> [SOURCE DOCUMENT]:
With the data loaded on Neo4j, we can now project a graph including all the nodes and the `CITES` relationship as undirected (and with `SINGLE` aggregation, to skip repeated relationships as a result of adding the inverse direction).

In [None]:
# Create the projected graph containing both classified and unclassified nodes
G, _ = gds.graph.project(
    "cora-graph",
    {
        "Paper": {
            "properties": ["features", "subject"]
        },
        "UnclassifiedPaper": {
            "properties": ["features"]
        }
    },
    {
        "CITES": {
            "orientation": "UNDIRECTED",
            "aggregation": "SINGLE"
        }
    }
)

## Pipeline catalog basics

Once the dataset has been loaded, we can define a node classification machine learning pipeline.

In [None]:
# Create the pipeline
node_pipeline, _ = gds.beta.pipeline.nodeClassification.create("cora-pipeline")

In [None]:
# List all pipelines
gds.beta.pipeline.list()

In [None]:
# List a specific pipeline object
gds.beta.pipeline.list(node_pipeline)

## Configure the pipeline

We can now configure the pipeline. As a reminder, we need to:

1. Select a subset of the available node properties to be used as features for the machine learning model
1. Configure the train/test split and the number of folds for k-fold cross-validation _(optional)_
1. Configure the candidate models for training

In [None]:
# "Mark" some node properties that will be used as features
node_pipeline.selectFeatures(
    ["features"]
)

[Saved entries]
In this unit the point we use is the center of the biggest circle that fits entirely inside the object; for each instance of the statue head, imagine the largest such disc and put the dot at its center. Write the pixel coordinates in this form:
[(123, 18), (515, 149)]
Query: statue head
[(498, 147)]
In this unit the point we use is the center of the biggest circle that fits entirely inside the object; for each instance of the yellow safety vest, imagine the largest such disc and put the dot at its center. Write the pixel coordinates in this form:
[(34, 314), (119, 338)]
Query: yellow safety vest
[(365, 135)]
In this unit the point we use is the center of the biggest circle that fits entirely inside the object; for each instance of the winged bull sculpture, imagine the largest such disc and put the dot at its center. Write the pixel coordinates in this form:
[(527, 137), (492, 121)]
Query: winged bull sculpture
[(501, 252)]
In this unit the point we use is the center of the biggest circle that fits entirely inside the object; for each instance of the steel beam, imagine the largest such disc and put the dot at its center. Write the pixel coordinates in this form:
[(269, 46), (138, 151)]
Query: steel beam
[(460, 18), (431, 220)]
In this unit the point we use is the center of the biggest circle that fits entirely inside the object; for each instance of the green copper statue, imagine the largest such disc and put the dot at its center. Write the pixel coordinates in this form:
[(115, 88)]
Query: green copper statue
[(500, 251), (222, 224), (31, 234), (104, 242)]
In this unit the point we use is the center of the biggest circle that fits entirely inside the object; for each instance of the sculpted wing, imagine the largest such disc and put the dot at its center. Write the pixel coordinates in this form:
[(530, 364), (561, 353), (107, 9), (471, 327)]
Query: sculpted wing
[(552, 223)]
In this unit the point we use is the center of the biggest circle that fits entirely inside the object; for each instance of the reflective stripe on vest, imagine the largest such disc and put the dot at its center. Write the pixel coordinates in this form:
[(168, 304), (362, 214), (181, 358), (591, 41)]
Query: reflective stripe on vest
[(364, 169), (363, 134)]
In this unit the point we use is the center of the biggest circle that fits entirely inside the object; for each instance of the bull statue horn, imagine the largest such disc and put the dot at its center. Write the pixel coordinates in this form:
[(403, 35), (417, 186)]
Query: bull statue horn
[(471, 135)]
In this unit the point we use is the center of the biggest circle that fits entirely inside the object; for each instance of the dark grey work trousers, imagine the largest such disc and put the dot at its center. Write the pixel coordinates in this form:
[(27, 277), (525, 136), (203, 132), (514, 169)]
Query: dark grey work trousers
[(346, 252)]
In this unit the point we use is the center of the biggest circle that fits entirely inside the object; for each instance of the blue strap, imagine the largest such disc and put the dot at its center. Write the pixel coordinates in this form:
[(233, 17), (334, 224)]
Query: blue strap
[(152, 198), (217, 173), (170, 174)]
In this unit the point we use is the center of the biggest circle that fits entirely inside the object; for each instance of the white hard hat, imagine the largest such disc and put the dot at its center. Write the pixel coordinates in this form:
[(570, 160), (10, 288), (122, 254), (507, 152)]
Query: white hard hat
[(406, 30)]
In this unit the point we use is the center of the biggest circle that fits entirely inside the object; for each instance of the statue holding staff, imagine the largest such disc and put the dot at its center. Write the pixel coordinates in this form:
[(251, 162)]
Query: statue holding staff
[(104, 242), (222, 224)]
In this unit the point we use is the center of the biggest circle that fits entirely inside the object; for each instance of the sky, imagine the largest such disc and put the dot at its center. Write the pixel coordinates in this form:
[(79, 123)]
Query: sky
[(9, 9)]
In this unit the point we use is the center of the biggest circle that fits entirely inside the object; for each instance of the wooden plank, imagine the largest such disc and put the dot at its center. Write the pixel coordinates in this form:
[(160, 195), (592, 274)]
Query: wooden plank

> [PROBLEMS AND TASKS]:
**a.** In the notebook excerpt, quote the passage from "Once the dataset" to "gds.beta.pipeline.list()".
**b.** Does the notebook excerpt support each statement below? Answer yes or no for each, and quote the words from the excerpt that settle it.
(i) The `CITES` relationship is projected as directed.
(ii) The projected graph is named "cora-graph".
(iii) Configuring the train/test split and the number of folds is marked as optional.

> [ANSWERS]:
**a.**
Once the dataset has been loaded, we can define a node classification machine learning pipeline.

In [None]:
# Create the pipeline
node_pipeline, _ = gds.beta.pipeline.nodeClassification.create("cora-pipeline")

In [None]:
# List all pipelines
gds.beta.pipeline.list()

**b.**
(i) No: "the `CITES` relationship as undirected"
(ii) Yes: "cora-graph"
(iii) Yes: "Configure the train/test split and the number of folds for k-fold cross-validation _(optional)_"